▶ **Problem to solve**: Type out the data again, word for word and in full.

▶ **Data provided**:
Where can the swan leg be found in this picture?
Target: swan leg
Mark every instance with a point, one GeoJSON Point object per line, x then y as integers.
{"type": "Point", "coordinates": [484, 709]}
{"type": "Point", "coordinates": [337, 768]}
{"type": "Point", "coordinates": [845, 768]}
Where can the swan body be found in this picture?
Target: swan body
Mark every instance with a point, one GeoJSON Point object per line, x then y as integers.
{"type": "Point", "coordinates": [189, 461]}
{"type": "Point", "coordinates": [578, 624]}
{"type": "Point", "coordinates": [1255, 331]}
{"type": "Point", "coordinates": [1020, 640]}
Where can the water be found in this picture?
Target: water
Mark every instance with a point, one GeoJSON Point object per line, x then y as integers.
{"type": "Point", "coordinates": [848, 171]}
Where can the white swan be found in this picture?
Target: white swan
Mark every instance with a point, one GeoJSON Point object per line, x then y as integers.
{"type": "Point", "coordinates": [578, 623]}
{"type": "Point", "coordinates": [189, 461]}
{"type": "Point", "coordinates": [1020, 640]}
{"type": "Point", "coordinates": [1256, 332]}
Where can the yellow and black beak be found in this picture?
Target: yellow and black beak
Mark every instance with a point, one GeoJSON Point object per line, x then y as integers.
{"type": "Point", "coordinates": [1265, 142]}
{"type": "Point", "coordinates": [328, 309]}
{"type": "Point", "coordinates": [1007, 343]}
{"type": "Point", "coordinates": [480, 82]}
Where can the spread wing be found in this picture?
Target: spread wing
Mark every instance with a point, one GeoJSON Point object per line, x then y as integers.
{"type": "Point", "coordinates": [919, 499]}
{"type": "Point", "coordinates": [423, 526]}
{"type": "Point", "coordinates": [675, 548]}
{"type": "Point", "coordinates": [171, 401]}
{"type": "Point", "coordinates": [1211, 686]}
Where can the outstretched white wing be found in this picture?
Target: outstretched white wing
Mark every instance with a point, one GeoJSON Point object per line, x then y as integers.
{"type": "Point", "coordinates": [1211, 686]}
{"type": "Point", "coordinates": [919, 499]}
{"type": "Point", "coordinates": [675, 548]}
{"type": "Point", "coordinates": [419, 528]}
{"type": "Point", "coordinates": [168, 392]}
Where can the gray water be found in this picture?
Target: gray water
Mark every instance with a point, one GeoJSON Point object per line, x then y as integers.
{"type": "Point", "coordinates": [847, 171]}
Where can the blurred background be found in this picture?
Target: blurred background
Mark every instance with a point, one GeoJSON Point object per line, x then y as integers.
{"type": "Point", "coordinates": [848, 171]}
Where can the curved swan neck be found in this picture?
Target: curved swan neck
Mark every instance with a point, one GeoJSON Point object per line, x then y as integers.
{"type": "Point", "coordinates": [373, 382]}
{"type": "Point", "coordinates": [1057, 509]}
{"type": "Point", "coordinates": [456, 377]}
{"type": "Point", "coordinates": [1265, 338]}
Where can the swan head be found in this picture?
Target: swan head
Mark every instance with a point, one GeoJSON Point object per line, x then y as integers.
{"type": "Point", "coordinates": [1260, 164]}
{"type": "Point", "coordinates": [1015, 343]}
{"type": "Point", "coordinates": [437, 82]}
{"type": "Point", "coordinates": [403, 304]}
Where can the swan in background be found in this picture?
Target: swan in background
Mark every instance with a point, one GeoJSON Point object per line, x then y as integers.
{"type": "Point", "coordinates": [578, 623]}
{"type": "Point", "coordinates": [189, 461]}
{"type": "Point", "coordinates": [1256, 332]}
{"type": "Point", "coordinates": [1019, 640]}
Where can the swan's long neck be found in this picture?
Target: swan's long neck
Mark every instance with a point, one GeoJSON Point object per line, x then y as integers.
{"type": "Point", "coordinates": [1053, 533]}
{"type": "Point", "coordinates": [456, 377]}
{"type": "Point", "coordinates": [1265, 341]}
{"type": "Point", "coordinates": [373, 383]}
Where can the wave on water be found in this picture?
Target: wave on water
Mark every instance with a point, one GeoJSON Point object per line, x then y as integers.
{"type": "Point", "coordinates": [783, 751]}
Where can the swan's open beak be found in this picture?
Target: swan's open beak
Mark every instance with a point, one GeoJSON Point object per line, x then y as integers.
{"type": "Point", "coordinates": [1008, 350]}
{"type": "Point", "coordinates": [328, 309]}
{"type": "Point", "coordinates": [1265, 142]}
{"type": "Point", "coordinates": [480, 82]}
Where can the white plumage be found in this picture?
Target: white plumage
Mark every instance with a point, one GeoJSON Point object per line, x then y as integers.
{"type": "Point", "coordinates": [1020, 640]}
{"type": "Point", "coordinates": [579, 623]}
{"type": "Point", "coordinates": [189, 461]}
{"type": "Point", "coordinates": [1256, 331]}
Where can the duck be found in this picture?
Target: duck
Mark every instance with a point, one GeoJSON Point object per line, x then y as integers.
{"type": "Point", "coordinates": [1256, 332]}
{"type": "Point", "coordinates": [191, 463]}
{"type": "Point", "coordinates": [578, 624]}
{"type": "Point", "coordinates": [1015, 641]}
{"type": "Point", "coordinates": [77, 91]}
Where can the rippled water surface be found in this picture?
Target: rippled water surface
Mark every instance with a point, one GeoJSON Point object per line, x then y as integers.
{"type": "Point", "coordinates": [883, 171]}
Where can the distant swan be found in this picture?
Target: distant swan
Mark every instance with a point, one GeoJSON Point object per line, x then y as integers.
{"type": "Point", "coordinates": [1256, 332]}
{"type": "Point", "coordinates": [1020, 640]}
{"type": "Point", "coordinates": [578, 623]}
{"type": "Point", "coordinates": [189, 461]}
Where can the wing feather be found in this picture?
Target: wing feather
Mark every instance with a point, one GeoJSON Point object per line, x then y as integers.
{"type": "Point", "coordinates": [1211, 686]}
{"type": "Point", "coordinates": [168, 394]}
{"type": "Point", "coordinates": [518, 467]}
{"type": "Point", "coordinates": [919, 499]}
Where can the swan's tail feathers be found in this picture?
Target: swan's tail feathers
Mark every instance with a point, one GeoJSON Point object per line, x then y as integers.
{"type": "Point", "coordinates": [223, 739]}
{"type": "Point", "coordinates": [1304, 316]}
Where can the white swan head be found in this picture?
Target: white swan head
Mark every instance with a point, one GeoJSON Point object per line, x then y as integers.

▶ **Problem solution**:
Where can the swan leg be found in this picture?
Target: swan leg
Mark every instance with a point, one GeoJSON Point object per line, x then y as integers.
{"type": "Point", "coordinates": [484, 709]}
{"type": "Point", "coordinates": [337, 768]}
{"type": "Point", "coordinates": [845, 768]}
Where can the swan body be found in this picture?
Target: swan body
Mark every instance with a point, one GeoJSON Point object per line, x then y as integers.
{"type": "Point", "coordinates": [189, 461]}
{"type": "Point", "coordinates": [578, 624]}
{"type": "Point", "coordinates": [1255, 331]}
{"type": "Point", "coordinates": [1020, 640]}
Where can the water be found in this picture?
Target: water
Mark every instance with a point, one GeoJSON Point object per line, x then y as integers.
{"type": "Point", "coordinates": [848, 171]}
Where can the white swan be found in this picture?
Target: white swan
Mark every instance with a point, one GeoJSON Point object per line, x then y as integers.
{"type": "Point", "coordinates": [578, 623]}
{"type": "Point", "coordinates": [189, 461]}
{"type": "Point", "coordinates": [1020, 640]}
{"type": "Point", "coordinates": [1256, 332]}
Where can the yellow and black beak be found in this picture?
Target: yellow and black beak
Mark every instance with a point, one GeoJSON Point object per line, x then y as integers.
{"type": "Point", "coordinates": [1265, 142]}
{"type": "Point", "coordinates": [328, 309]}
{"type": "Point", "coordinates": [1007, 343]}
{"type": "Point", "coordinates": [480, 82]}
Where can the spread wing be found in this picture?
Target: spread wing
Mark every instance with a point, one GeoJSON Point object per line, x then y as integers.
{"type": "Point", "coordinates": [919, 499]}
{"type": "Point", "coordinates": [423, 526]}
{"type": "Point", "coordinates": [675, 548]}
{"type": "Point", "coordinates": [171, 401]}
{"type": "Point", "coordinates": [1211, 686]}
Where can the outstretched white wing be found in this picture?
Target: outstretched white wing
Mark every instance with a point, one GeoJSON Point object per line, x then y as integers.
{"type": "Point", "coordinates": [1211, 686]}
{"type": "Point", "coordinates": [919, 499]}
{"type": "Point", "coordinates": [675, 548]}
{"type": "Point", "coordinates": [419, 528]}
{"type": "Point", "coordinates": [168, 392]}
Where can the gray water be found in this picture?
Target: gray water
Mark every instance with a point, one GeoJSON Point object per line, x then y as integers.
{"type": "Point", "coordinates": [847, 171]}
Where can the blurred background be found in this picture?
Target: blurred background
Mark every instance with a point, one GeoJSON Point object per line, x then y as integers.
{"type": "Point", "coordinates": [848, 171]}
Where can the curved swan neck be found in this picture?
Target: curved swan neck
Mark every instance with a point, one GeoJSON Point object per line, x then y as integers.
{"type": "Point", "coordinates": [373, 382]}
{"type": "Point", "coordinates": [1057, 509]}
{"type": "Point", "coordinates": [456, 377]}
{"type": "Point", "coordinates": [1265, 338]}
Where can the swan head be found in this picture?
Target: swan head
Mark every instance with a point, one GeoJSON Point object per line, x then y as integers.
{"type": "Point", "coordinates": [1260, 164]}
{"type": "Point", "coordinates": [1015, 343]}
{"type": "Point", "coordinates": [437, 82]}
{"type": "Point", "coordinates": [403, 304]}
Where can the swan in background be found in this picture?
Target: swan in background
Mark every instance with a point, one GeoJSON Point object per line, x then y as integers.
{"type": "Point", "coordinates": [578, 623]}
{"type": "Point", "coordinates": [189, 461]}
{"type": "Point", "coordinates": [1256, 332]}
{"type": "Point", "coordinates": [1019, 640]}
Where can the swan's long neck be found in this picture?
Target: swan's long neck
Mark every instance with a point, one GeoJSON Point object per line, x then y as integers.
{"type": "Point", "coordinates": [1053, 533]}
{"type": "Point", "coordinates": [456, 377]}
{"type": "Point", "coordinates": [1265, 341]}
{"type": "Point", "coordinates": [373, 383]}
Where can the wave on water be found in this picture?
Target: wave on water
Mark every instance with a point, one GeoJSON Point object per line, x then y as integers.
{"type": "Point", "coordinates": [783, 751]}
Where can the swan's open beak be found in this picture?
Target: swan's open beak
Mark every instance with a point, one GeoJSON Point object per line, x then y as integers.
{"type": "Point", "coordinates": [1008, 350]}
{"type": "Point", "coordinates": [328, 309]}
{"type": "Point", "coordinates": [1265, 142]}
{"type": "Point", "coordinates": [480, 82]}
Where can the white plumage be found in this picture?
Target: white plumage
Mark every instance with a point, one GeoJSON Point object per line, x then y as integers.
{"type": "Point", "coordinates": [1020, 640]}
{"type": "Point", "coordinates": [579, 623]}
{"type": "Point", "coordinates": [189, 461]}
{"type": "Point", "coordinates": [1256, 331]}
Where can the duck be found in this picture?
Target: duck
Mark every instance with a point, one GeoJSON Point object per line, x then y as integers.
{"type": "Point", "coordinates": [1256, 332]}
{"type": "Point", "coordinates": [191, 463]}
{"type": "Point", "coordinates": [578, 624]}
{"type": "Point", "coordinates": [1015, 641]}
{"type": "Point", "coordinates": [77, 91]}
Where can the rippled water surface be found in this picture?
Target: rippled water surface
Mark every instance with a point, one GeoJSON Point object per line, x then y as integers.
{"type": "Point", "coordinates": [883, 171]}
Where can the distant swan be found in this picture?
Target: distant swan
Mark every instance with a point, one GeoJSON Point object per line, x then y as integers.
{"type": "Point", "coordinates": [1256, 332]}
{"type": "Point", "coordinates": [1020, 640]}
{"type": "Point", "coordinates": [578, 623]}
{"type": "Point", "coordinates": [189, 461]}
Where can the wing feather be found in this picture?
Target: wing feather
Mark every instance with a point, one GeoJSON Point object per line, x then y as integers.
{"type": "Point", "coordinates": [1211, 686]}
{"type": "Point", "coordinates": [168, 394]}
{"type": "Point", "coordinates": [518, 467]}
{"type": "Point", "coordinates": [919, 499]}
Where can the swan's tail feathers be found in this picture?
Target: swan's tail feathers
Mark every instance with a point, one GeoJSON Point object per line, x then y as integers.
{"type": "Point", "coordinates": [223, 739]}
{"type": "Point", "coordinates": [1304, 316]}
Where can the white swan head be found in this picture?
Target: white swan head
Mark every instance with a point, one GeoJSON Point object per line, x then y as integers.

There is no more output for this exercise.